# Problem to solve:
Output the following lines verbatim, keeping their original order.

┄┄┄┄┄┄┄┄┄┄

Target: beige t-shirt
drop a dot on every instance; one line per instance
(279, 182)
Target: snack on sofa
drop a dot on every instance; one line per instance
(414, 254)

┄┄┄┄┄┄┄┄┄┄

# Solution below:
Target: beige t-shirt
drop a dot on every instance; one line per instance
(279, 182)
Target: snack on sofa
drop a dot on every instance; one line per instance
(414, 254)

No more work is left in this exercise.